Data for this task
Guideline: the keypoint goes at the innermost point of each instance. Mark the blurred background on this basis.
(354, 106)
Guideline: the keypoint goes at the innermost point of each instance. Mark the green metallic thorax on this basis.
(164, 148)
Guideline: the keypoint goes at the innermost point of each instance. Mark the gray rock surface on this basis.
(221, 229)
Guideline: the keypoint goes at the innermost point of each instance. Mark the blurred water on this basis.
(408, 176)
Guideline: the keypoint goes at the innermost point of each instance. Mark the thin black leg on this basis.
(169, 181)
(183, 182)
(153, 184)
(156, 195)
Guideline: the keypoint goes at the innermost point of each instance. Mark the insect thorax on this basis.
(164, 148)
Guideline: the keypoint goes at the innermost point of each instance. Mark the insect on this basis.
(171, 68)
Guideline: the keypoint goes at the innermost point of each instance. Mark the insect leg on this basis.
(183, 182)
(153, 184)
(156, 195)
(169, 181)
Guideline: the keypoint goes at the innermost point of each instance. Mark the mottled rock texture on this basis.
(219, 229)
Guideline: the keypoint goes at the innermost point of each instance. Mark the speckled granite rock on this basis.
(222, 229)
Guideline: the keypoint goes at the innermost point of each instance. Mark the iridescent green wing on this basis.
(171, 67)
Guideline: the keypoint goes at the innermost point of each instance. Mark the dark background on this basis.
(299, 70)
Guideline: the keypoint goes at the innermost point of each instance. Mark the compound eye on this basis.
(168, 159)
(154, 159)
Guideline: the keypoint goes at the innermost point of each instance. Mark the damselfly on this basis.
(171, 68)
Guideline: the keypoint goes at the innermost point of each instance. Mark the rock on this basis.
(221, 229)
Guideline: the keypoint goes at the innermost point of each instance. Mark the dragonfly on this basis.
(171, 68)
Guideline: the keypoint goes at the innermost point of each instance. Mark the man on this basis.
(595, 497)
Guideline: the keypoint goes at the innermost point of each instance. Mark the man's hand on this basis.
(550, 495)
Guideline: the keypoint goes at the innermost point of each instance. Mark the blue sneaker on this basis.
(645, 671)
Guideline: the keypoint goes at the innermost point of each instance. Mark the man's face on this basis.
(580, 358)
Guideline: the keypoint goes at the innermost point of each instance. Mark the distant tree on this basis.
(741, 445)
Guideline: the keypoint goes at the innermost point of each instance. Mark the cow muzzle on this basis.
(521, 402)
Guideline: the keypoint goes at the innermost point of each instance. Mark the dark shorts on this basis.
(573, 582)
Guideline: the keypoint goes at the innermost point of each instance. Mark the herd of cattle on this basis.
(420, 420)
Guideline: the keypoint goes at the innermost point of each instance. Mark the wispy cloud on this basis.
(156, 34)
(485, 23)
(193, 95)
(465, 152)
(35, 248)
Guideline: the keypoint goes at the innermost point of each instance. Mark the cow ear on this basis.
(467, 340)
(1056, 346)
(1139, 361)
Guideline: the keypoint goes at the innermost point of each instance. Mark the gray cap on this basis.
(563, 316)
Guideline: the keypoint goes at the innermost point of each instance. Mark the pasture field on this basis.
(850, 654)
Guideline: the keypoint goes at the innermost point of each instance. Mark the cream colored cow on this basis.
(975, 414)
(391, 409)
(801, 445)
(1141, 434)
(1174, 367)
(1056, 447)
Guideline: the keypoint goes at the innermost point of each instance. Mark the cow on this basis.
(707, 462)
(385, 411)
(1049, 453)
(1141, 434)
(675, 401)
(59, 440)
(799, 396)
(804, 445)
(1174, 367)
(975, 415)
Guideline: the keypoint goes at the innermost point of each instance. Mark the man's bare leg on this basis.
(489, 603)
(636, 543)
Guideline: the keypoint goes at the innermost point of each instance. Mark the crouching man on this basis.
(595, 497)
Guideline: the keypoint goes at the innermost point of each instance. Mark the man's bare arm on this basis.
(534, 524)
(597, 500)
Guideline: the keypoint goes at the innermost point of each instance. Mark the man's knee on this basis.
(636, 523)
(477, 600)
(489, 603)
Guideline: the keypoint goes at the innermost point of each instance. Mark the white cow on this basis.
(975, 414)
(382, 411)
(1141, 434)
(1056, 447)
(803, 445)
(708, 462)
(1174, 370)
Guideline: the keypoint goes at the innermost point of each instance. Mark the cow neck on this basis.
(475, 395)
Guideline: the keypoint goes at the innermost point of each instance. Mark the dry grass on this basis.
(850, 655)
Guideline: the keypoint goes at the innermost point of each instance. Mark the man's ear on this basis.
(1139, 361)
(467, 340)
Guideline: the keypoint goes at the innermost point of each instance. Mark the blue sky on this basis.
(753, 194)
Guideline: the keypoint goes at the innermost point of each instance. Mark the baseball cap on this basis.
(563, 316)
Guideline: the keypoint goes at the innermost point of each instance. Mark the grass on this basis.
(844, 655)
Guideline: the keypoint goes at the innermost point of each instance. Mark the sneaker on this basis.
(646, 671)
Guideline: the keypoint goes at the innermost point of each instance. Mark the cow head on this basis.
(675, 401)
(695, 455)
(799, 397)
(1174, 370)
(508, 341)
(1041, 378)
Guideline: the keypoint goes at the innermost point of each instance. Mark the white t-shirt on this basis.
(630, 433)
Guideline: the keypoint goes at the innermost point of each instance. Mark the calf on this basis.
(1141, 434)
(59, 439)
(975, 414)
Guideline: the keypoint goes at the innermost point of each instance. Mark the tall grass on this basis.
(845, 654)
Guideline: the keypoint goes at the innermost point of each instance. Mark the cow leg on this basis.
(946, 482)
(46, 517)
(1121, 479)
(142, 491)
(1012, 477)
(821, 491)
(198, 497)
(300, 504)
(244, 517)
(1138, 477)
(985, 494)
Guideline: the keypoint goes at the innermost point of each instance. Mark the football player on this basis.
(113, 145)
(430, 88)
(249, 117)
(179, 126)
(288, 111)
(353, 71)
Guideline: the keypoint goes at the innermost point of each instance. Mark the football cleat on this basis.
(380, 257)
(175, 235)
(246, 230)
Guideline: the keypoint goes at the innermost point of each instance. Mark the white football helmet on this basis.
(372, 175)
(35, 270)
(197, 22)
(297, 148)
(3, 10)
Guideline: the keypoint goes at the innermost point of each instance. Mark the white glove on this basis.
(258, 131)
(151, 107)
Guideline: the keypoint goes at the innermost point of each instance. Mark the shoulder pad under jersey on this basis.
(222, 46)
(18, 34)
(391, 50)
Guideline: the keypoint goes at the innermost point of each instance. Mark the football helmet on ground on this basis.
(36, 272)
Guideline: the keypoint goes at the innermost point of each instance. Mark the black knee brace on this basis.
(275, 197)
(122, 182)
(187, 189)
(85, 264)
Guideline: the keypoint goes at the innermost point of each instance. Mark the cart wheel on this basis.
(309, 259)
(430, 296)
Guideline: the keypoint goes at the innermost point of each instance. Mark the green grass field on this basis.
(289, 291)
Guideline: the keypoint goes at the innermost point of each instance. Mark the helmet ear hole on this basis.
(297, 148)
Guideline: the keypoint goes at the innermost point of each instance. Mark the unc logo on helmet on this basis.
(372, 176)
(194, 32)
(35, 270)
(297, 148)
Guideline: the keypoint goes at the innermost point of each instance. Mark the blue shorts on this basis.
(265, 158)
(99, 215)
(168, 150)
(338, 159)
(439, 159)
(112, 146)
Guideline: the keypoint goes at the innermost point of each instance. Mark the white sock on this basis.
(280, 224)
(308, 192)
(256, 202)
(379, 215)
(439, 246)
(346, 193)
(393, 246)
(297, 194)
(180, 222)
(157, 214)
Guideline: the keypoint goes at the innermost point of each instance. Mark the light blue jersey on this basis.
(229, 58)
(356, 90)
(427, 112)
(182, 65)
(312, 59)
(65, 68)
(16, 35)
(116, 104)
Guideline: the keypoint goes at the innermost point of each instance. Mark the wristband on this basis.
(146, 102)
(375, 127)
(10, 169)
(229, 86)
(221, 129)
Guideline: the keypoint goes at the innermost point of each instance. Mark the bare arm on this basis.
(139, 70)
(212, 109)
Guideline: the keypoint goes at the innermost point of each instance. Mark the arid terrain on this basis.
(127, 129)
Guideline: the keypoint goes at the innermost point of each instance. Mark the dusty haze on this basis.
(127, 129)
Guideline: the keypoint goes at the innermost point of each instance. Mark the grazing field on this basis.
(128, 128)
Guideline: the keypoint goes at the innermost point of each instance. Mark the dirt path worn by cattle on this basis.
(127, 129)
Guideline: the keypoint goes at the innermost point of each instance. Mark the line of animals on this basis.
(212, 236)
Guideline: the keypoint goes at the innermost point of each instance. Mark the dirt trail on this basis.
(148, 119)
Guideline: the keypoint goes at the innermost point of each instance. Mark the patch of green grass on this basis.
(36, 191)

About this exercise
Repeat exactly the lines of the records from the one containing "wheel on this basis." to the last, and include no line outside that stretch.

Answer to the problem
Guideline: the keypoint goes at the innermost point of each instance. Mark the cart wheel on this basis.
(309, 259)
(430, 296)
Guideline: the keypoint goes at the innermost point of each instance. Mark the green grass field on this basis.
(289, 291)
Guideline: the keypoint goes at the innermost point of each instance. Mark the helmet ear hole on this basis.
(297, 148)
Guideline: the keypoint goes at the innermost point of each instance. Mark the unc logo on helmet on this basis.
(372, 176)
(194, 32)
(35, 270)
(297, 148)
Guideline: the keypoint goes at the innermost point of each instance. Mark the blue shorts on this basis.
(265, 158)
(99, 215)
(168, 150)
(338, 159)
(439, 159)
(112, 146)
Guideline: the keypoint goes at the innermost point of each instance. Mark the white sock on this basis.
(280, 224)
(308, 192)
(256, 202)
(379, 215)
(439, 246)
(346, 193)
(393, 246)
(297, 194)
(180, 222)
(157, 214)
Guideline: the keypoint goes at the innermost point of each instance. Mark the light blue jersey on this basis.
(229, 58)
(356, 90)
(427, 112)
(182, 65)
(312, 59)
(65, 68)
(16, 35)
(116, 104)
Guideline: the keypoint goes at the innermost point of each instance. Mark the wristband on this basis.
(146, 102)
(375, 127)
(10, 169)
(229, 86)
(221, 129)
Guideline: the keypoint goes at the innermost point of each instance. Mark the bare arm on this basis.
(139, 70)
(212, 109)
Guideline: the keypoint goes at the innermost point of each instance. Mark the arid terrain on this basis.
(127, 129)
Guideline: the keypoint goes at the innermost point of each instance. Mark the dusty haze on this basis.
(127, 129)
Guideline: the keypoint goes at the innermost point of each instance. Mark the grazing field on this basis.
(128, 128)
Guideline: the keypoint goes at the innermost point of each instance. Mark the dirt path worn by cattle on this basis.
(127, 129)
Guideline: the keypoint goes at the innermost point of each instance. Mark the line of animals on this basis.
(212, 236)
Guideline: the keypoint goes at the innermost point of each instance. Mark the dirt trail on this basis.
(148, 119)
Guideline: the keypoint goes at the innermost point of each instance. Mark the patch of green grass on this basis.
(36, 191)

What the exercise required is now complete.